◆ AUFGABE A ◆
Gib aus dem Kommentar zur Wahl in Ägypten einen Abschnitt wortgetreu wieder: Beginne bei den Worten "# taz.de -- Kommentar" und höre nach den Worten "des Mubarakregimes verbünden." auf.
◆ AUFGABE B ◆
Welche beiden Kandidaten stehen laut dem Kommentar zur Wahl in Ägypten in der Stichwahl um das Präsidentenamt?
◆ AUFGABE C ◆
Fasse den Kommentar zur Wahl in Ägypten in zwei Sätzen zusammen.

# taz.de -- Kommentar Wahl in Ägypten: Chancen am Nil
       
       > Hat Ägypten nur noch die Wahl zwischen Pest und Cholera? Nein:
       > Muslimbrüder und die Kräfte der Revolution müssen sich gegen den
       > Kandidaten des Mubarakregimes verbünden.
       
       Eine Karikatur veranschaulicht die Wahlmöglichkeiten der Ägypter: Eine
       ratlose Kuh steht vor zwei Gängen, die am Ende beide zum Schlachthaus
       führen. Die Ägypter haben nun in der Stichwahl um das Amt des Präsidenten
       die Option zwischen Ahmad Schafik, einem Restposten Mubaraks und dem
       Muslimbruder Muhammad Mursi.
       
       Doch die Wahl zwischen Pest und Cholera, wie sie von vielen Ägyptern
       beschrieben wird, könnte sich auch als Chance erweisen. Denn analysiert man
       die Wahlergebnisse, wird deutlich, dass die eigentlichen Wahlsieger in
       einer wenig komfortablen Lage sind. Sie wurden von weniger als der Hälfte
       der Ägypter gewählt. Der größere Teil hatte Kandidaten des neuen Wandels
       ihre Stimme gegeben, die sich allerdings aufgrund ihrer Aufsplitterung
       nicht durchsetzen konnten, allen voran dem säkularen Nasseristen Hamdenn
       Sabahi und dem liberalen Aussteiger aus der Muslimbruderschaft, Abdel Monem
       Abul Futuh. Die Gewinner Schafik und Mursi müssen nun deren Anhänger für
       sich gewinnen.
       
       Schafik hat dabei wenige Optionen. Er kann versuchen, die PR-Maschine der
       alten Seilschaften aus dem Sicherheitsapparat und der ehemaligen
       Regierungspartei Mubaraks anzuwerfen, mit dem Versuch sein Image als
       Mubarak-Mann abzustreifen. Das ist schon in sich ein Widerspruch, auch wenn
       sein Credo: „Ich werde die Zeiten nicht zurückdrehen“ laut bis in die
       letzten Gassen des Landes zu vernehmen ist. Schafik klingt wenig glaubhaft.
       Dass gestern Nacht Schafiks Wahlkampfbüro in Flammen aufging, könnte nur
       ein Vorgeschmack sein, auf das, was noch kommen könnte. Der offene
       Bewunderer Mubaraks ist zur Wahl angetreten mit dem Versprechen, einmal im
       Amt „mit brutaler Gewalt“ wieder Ordnung und Stabilität herzustellen. Da
       ist schon eine Ironie, dass allein sein Wahlsieg und Durchkommen zu einer
       Stichwahl um das Präsidentenamt genau für das Gegenteil sorgt.

Gespeicherte Dateneinträge
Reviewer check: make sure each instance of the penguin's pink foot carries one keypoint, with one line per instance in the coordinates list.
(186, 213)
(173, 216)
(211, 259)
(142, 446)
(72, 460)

◆ ERWARTETE AUSGABE A ◆
# taz.de -- Kommentar Wahl in Ägypten: Chancen am Nil
       
       > Hat Ägypten nur noch die Wahl zwischen Pest und Cholera? Nein:
       > Muslimbrüder und die Kräfte der Revolution müssen sich gegen den
       > Kandidaten des Mubarakregimes verbünden.

◆ ERWARTETE AUSGABE B ◆
Ahmad Schafik und der Muslimbruder Muhammad Mursi.

◆ ERWARTETE AUSGABE C ◆
In der Stichwahl um das Präsidentenamt treten Ahmad Schafik, ein Restposten Mubaraks, und der Muslimbruder Muhammad Mursi an. Beide wurden von weniger als der Hälfte der Ägypter gewählt und müssen nun die Anhänger der zersplitterten Kandidaten des Wandels gewinnen, wobei Schafik wenige Optionen hat und mit dem Versuch, sein Image als Mubarak-Mann abzustreifen, wenig glaubhaft klingt.